>> Start Material shown

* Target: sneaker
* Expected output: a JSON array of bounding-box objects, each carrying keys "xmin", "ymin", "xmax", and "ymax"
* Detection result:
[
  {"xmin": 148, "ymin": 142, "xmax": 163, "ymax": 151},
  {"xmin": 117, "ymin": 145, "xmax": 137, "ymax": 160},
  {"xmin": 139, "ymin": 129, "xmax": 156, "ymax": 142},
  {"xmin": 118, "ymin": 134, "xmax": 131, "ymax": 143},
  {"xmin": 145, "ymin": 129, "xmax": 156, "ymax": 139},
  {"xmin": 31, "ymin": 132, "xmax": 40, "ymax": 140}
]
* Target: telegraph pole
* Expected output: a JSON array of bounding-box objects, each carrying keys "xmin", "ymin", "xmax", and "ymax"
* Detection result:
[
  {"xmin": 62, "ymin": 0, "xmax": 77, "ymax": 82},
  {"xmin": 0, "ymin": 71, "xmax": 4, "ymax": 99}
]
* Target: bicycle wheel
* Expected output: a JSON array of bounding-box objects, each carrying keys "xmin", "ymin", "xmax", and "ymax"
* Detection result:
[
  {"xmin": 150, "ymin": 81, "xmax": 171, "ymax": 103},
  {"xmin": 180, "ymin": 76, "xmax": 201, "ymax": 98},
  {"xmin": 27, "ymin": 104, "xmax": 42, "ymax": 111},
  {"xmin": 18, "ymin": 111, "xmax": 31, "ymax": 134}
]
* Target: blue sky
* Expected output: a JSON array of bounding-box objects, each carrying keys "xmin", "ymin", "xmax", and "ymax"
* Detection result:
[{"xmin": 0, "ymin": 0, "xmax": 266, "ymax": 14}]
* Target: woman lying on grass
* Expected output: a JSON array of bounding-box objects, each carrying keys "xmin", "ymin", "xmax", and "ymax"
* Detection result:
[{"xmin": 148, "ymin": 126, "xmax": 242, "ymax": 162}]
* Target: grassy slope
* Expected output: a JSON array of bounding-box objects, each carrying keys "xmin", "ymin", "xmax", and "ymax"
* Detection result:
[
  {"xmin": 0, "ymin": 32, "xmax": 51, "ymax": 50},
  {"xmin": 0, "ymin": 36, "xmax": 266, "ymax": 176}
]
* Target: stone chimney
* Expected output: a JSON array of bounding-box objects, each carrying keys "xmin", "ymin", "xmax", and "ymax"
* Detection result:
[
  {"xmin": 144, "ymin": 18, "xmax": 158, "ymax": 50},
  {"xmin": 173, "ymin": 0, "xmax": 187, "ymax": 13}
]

>> End Material shown

Express the lines above as a JSON list of strings, one string per line, leaving out any blank lines.

Right answer -
[
  "* Target: sneaker",
  "* Expected output: a JSON array of bounding-box objects, each carrying keys \"xmin\", \"ymin\", \"xmax\", and \"ymax\"",
  "* Detection result:",
  "[",
  "  {\"xmin\": 148, \"ymin\": 142, \"xmax\": 163, \"ymax\": 151},",
  "  {\"xmin\": 117, \"ymin\": 145, \"xmax\": 137, \"ymax\": 160},",
  "  {\"xmin\": 139, \"ymin\": 129, \"xmax\": 156, \"ymax\": 142},",
  "  {\"xmin\": 118, \"ymin\": 134, \"xmax\": 131, \"ymax\": 143},",
  "  {\"xmin\": 145, \"ymin\": 129, \"xmax\": 156, \"ymax\": 139},",
  "  {\"xmin\": 31, \"ymin\": 132, \"xmax\": 40, \"ymax\": 140}",
  "]",
  "* Target: telegraph pole",
  "* Expected output: a JSON array of bounding-box objects, each carrying keys \"xmin\", \"ymin\", \"xmax\", and \"ymax\"",
  "* Detection result:",
  "[",
  "  {\"xmin\": 62, \"ymin\": 0, \"xmax\": 77, \"ymax\": 82},",
  "  {\"xmin\": 0, \"ymin\": 71, \"xmax\": 4, \"ymax\": 99}",
  "]",
  "* Target: bicycle wheel",
  "* Expected output: a JSON array of bounding-box objects, each carrying keys \"xmin\", \"ymin\", \"xmax\", and \"ymax\"",
  "* Detection result:",
  "[",
  "  {\"xmin\": 150, \"ymin\": 81, \"xmax\": 171, \"ymax\": 103},",
  "  {\"xmin\": 180, \"ymin\": 76, \"xmax\": 201, \"ymax\": 98},",
  "  {\"xmin\": 27, \"ymin\": 104, \"xmax\": 42, \"ymax\": 111},",
  "  {\"xmin\": 18, \"ymin\": 111, \"xmax\": 31, \"ymax\": 134}",
  "]",
  "* Target: blue sky",
  "* Expected output: a JSON array of bounding-box objects, each carrying keys \"xmin\", \"ymin\", \"xmax\", and \"ymax\"",
  "* Detection result:",
  "[{\"xmin\": 0, \"ymin\": 0, \"xmax\": 266, \"ymax\": 14}]",
  "* Target: woman lying on grass",
  "* Expected output: a JSON array of bounding-box objects, each carrying keys \"xmin\", \"ymin\", \"xmax\", and \"ymax\"",
  "* Detection result:",
  "[{\"xmin\": 148, \"ymin\": 126, \"xmax\": 242, \"ymax\": 162}]",
  "* Target: grassy slope",
  "* Expected output: a JSON array of bounding-box objects, each carrying keys \"xmin\", \"ymin\", \"xmax\", and \"ymax\"",
  "* Detection result:",
  "[",
  "  {\"xmin\": 0, \"ymin\": 32, \"xmax\": 51, \"ymax\": 50},",
  "  {\"xmin\": 0, \"ymin\": 36, \"xmax\": 266, \"ymax\": 176}",
  "]",
  "* Target: stone chimney",
  "* Expected output: a JSON array of bounding-box objects, each carrying keys \"xmin\", \"ymin\", \"xmax\", and \"ymax\"",
  "* Detection result:",
  "[",
  "  {\"xmin\": 144, \"ymin\": 18, \"xmax\": 158, \"ymax\": 50},",
  "  {\"xmin\": 173, \"ymin\": 0, \"xmax\": 187, \"ymax\": 13}",
  "]"
]